Stored dataset items
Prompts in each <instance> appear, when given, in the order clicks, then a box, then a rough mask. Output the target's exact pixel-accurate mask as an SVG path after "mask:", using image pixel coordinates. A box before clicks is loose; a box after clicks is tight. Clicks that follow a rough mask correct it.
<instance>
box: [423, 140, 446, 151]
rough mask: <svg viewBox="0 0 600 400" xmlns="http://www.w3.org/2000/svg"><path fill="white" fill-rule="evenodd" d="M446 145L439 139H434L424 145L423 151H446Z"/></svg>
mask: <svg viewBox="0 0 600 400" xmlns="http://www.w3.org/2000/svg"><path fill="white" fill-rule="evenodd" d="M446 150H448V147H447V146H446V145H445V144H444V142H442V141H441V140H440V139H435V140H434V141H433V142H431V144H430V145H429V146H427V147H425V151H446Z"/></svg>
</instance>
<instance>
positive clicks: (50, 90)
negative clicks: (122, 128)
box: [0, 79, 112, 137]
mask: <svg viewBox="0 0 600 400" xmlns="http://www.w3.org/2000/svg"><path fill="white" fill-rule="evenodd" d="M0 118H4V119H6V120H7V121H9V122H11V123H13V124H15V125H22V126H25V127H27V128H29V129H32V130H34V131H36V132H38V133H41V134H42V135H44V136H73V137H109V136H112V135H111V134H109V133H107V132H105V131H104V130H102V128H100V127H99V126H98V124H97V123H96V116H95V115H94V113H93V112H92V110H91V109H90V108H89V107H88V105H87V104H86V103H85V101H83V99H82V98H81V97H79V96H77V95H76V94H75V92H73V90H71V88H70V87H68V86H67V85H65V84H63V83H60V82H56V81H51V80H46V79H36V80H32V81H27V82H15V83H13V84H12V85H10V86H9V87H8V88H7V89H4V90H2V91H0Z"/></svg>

Goal of the exercise — Show all lines above that contain "instance".

Response to the task —
Prompts in each <instance> appear, when given, in the order clicks, then a box, then a rough mask. Output the target's exact pixel-accurate mask as an SVG path after "mask:", using image pixel coordinates. A box before clicks is loose; a box after clicks is tight. Clicks that follow a rough mask correct it.
<instance>
</instance>
<instance>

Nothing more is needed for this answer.